------ Text shown ------

Famous paintings. A contested will. Sovereign immunity. Nazis.

These may sound like the ingredients of a best-selling spy novel, but as dozens of USC Gould students learned at a recent Conversations with the Dean event, they are just some of the elements of a lawsuit brought by E. Randol Schoenberg ’91 against the Austrian government 15 years ago to reclaim Jewish property looted by the Nazi regime in the late 1930s.

 E. Randol Schoenberg '91 and Dean Robert K. Rasmussen
 discuss the Klimt case with students

If the case sounds like an unlikely one, Schoenberg’s eventual victory sent a shockwave through the legal world.

“Everybody thought we were going to lose,” said Schoenberg, a litigator who also serves as a lecturer at USC Gould.

Schoenberg told the audience that his case began in the late 1990s with a request from a family friend, Maria Altmann, a native of Austria then in her early 80s. Her family’s art collection had been confiscated by the Nazis shortly after the Anschluss of 1938, when Germany took control of Austria.

Altmann’s aunt, Adele Bloch-Bauer, was a wealthy arts patron who had served as a model for paintings by Gustav Klimt, whose work can be found in some of the world’s most prestigious art museums.

One of those museums was the Austrian Gallery, which possessed five Klimt paintings that had been owned by Bloch-Bauer and her husband, Ferdinand, before World War II.

As Schoenberg explained, although Adele had requested in her will that her husband donate the Klimt paintings to the Austrian Gallery upon her death, he argued that the will was precatory – i.e., Ferdinand was not legally bound to donate the works after his wife died in 1925.

The Anschluss had taken the decision out of the family’s hands. When the Nazis took control of Austria in 1938, they slapped Jewish-owned firms with crippling fines and tax assessments whose payment usually required the Jewish owners and their families to sell their property, including artwork and other valuables.

 Schoenberg with a slide of Klimt's
 Portrait of Adele Bloch-Bauer I

“The Nazis always did things with a veneer of legality,” Schoenberg said. “Ferdinand was assessed with a huge tax penalty and that was used to liquidate his entire estate.”

Although Austrian Jews were able to file claims for restitution of their property beginning in 1948, the paintings remained with the Austrian Gallery, which had acquired them before the war’s end. When the Austrian government passed a 1998 law allowing for the opening of records related to Nazi-looted artwork, Maria Altmann tried to negotiate the return of the Klimt paintings. The Austrian government rejected her offer, citing Adele Bloch-Bauer’s will as proof that the paintings rightfully belonged to the Austrian Gallery.

------ Data provided ------

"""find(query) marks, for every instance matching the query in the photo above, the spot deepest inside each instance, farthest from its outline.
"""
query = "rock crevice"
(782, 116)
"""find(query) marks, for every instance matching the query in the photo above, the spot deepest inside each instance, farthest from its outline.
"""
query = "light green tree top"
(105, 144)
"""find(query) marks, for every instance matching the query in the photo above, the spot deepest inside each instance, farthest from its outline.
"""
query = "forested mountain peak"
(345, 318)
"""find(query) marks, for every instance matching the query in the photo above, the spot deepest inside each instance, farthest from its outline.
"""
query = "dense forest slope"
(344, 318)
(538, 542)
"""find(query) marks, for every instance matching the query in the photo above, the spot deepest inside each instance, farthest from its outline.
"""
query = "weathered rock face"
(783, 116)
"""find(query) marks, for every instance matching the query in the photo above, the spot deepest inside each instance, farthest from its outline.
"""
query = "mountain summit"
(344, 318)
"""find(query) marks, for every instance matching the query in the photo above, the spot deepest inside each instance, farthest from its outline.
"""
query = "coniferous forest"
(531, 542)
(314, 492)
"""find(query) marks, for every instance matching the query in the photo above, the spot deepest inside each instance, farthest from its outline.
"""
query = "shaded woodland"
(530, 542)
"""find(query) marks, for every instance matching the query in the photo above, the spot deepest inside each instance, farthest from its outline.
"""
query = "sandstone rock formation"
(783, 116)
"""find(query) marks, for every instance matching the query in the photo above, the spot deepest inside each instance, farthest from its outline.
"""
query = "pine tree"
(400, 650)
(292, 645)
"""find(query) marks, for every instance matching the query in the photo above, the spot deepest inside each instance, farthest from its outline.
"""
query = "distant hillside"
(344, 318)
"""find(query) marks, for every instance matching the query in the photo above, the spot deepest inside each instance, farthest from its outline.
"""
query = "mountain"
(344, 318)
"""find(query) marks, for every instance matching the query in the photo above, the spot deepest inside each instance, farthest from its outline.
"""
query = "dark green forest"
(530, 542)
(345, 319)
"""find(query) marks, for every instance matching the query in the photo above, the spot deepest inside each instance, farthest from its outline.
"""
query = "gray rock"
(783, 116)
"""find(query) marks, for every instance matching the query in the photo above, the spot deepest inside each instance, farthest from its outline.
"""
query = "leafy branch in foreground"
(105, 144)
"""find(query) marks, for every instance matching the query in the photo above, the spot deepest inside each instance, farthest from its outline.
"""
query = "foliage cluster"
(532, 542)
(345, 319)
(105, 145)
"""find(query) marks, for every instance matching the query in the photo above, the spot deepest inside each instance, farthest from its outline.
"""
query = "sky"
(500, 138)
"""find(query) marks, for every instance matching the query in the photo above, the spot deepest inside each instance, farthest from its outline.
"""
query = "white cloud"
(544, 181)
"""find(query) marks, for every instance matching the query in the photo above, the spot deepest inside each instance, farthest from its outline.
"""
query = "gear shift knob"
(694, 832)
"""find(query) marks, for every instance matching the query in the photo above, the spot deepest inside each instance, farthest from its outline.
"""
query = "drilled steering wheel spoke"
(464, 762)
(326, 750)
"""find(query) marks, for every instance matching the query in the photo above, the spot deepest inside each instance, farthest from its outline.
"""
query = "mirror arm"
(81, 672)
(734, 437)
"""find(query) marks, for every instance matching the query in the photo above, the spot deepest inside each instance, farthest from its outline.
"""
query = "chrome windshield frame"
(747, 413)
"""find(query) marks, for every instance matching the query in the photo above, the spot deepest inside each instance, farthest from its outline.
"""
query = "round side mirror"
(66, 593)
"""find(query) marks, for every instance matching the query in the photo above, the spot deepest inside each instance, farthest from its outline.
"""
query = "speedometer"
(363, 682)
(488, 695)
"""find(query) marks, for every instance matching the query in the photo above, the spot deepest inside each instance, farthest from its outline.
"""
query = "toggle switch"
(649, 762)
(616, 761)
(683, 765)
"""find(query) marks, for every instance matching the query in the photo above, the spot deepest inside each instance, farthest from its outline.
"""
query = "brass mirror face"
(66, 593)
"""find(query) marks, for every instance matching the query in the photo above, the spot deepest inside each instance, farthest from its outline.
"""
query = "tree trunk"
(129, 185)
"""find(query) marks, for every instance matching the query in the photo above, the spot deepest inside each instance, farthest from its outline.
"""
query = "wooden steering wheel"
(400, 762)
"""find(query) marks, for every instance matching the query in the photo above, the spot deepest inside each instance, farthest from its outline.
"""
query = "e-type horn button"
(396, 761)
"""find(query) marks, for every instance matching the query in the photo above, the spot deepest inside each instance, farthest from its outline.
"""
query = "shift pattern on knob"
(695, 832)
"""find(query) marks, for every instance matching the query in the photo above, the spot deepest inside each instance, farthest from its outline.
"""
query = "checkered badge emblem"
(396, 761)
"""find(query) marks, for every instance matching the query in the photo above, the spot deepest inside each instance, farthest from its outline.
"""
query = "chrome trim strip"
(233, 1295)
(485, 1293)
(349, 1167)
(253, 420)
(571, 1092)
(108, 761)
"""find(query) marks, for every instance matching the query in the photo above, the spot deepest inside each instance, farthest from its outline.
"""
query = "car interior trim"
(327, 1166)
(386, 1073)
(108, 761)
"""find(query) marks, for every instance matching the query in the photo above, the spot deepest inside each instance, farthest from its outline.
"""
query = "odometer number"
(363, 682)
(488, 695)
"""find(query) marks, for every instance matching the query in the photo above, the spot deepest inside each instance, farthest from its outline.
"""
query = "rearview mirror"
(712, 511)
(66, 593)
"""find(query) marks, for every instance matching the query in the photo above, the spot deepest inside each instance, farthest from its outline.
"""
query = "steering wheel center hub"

------

→ **Instructions to follow**: Resume the article on Schoenberg's Klimt restitution case, starting after its final sentence. The data plays no role here.

→ **The response**:
Schoenberg took up Altmann’s case in 1998. The cost of filing a lawsuit in Austrian courts would have been prohibitively expensive, so he decided to sue Austria in United States District Court. Although the doctrine of sovereign immunity prevents most lawsuits filed against other nations, he believed that the few exceptions to the doctrine applied to his case.

When his firm passed on the case, Schoenberg left and opened his own practice.

“The first year I think I made twenty-thousand dollars,” Schoenberg told the audience. “It was not so easy, but I was able to get business from other lawyers and friends. I never really considered giving it up.”

Austria initially responded to his suit with a motion to dismiss.

“Everybody thought we were going to lose. We miraculously won in the district court,” he said. “Miraculously we won in the 9th Circuit, too.”

According to Schoenberg, the surprising progression of the case unnerved other national governments, as well as the U.S. government.

“The U.S. government was getting calls from all these different countries saying, ‘What’s going on, are we going to be sued for everything that ever happened in our countries?!” Schoenberg recalled, drawing laughs from the audience. “The case went to the Supreme Court, and again, all bets were off. I went in with very low expectations.”

 Maria Altmann, who died in 2011, with the recovered painting
 photo by Volker Corell

To the surprise of most legal observers, the Supreme Court ruled for Schoenberg. The Austrian government then offered to go to arbitration, but Maria Altmann initially demurred, citing the good outcomes they had been having in American courts.

“I told her, ‘Maria, if you want this case decided in your lifetime, we need to take this chance, because they can drag this out indefinitely,’” he said.

In January 2006, the arbitration panel ruled unanimously in Altmann’s favor, agreeing with Schoenberg that Adele Bloch-Bauer’s will was indeed precatory.

“Then we really celebrated,” Schoenberg said.

The Altmann family decided to auction off the five Klimt paintings, which fetched prices totaling more than $325 million.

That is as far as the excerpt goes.